GIVEN DATA start
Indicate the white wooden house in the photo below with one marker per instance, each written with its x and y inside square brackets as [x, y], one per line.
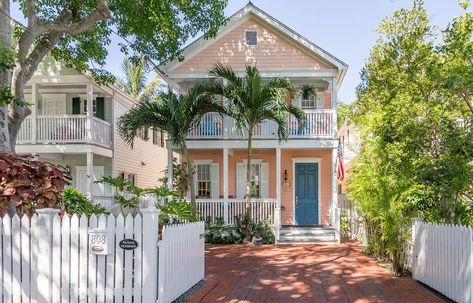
[73, 124]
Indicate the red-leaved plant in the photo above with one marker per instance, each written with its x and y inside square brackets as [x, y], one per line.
[27, 184]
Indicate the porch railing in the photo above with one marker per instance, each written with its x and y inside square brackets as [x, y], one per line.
[65, 129]
[261, 209]
[319, 124]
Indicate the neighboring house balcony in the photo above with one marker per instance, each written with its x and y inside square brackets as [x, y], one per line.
[64, 129]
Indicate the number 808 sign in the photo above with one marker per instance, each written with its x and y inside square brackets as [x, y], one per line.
[99, 242]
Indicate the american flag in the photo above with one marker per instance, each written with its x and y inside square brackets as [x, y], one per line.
[340, 169]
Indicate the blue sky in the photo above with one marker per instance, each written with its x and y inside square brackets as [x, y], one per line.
[344, 28]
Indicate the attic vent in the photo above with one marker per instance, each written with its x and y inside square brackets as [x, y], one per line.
[251, 37]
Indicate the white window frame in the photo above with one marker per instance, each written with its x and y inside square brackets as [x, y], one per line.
[254, 31]
[209, 164]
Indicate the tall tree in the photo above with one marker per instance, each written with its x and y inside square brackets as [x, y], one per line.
[135, 82]
[251, 101]
[79, 31]
[174, 114]
[415, 158]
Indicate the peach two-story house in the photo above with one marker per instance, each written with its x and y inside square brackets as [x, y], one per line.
GIVEN DATA end
Rewrite all of the records above with every "marker" changed to "point" and everything else left the same. Leave the pictures out of your answer.

RESPONSE TO THE TASK:
Indicate the white wooden house in the photo below with one point per instance, each written with its x and y inside square brackets as [x, y], one per line.
[73, 124]
Indicate the red-leaved plant in the photo above with one point per instance, each written with its x and y inside square brackets as [x, y], one per line.
[27, 184]
Indicate the porch railing in the photo above with one point per instance, each written with its x and y inside square brackets as [x, y], one per line.
[65, 129]
[261, 209]
[319, 124]
Indicate the neighboring house balcony in the photo above with one point per instance, each written with its x and y inside square brackets as [x, y], one per line.
[64, 129]
Indicate the number 808 sign in the photo above with one point per instance, each written with its x and y inside square brackets as [x, y], one per line.
[99, 242]
Indicate the american flag in the photo above with one point per instance, each written with its x and y inside square brackets as [x, y], one per line.
[340, 169]
Indicate the blue sky in the photo above with one point per instance, each written with its x and y inside square brackets as [x, y], one per line.
[344, 28]
Indicate the attic vent in the photo above with one point per instance, each written with its x and y inside square brackets as [x, y], one per line.
[251, 37]
Indicate the white window frame in the photo above with one point per instance, each written with its x and y inside square brackets as [x, y], one per line.
[254, 31]
[209, 164]
Indicate the tall tree in the photo above with one point per instance, each written with its x and y inside square brackets as [x, y], one per line.
[135, 82]
[251, 101]
[79, 31]
[174, 114]
[415, 158]
Indicate the peach two-story house in the photo above with one point per instance, each written with its x and y inside square brackets as [x, y], one per line.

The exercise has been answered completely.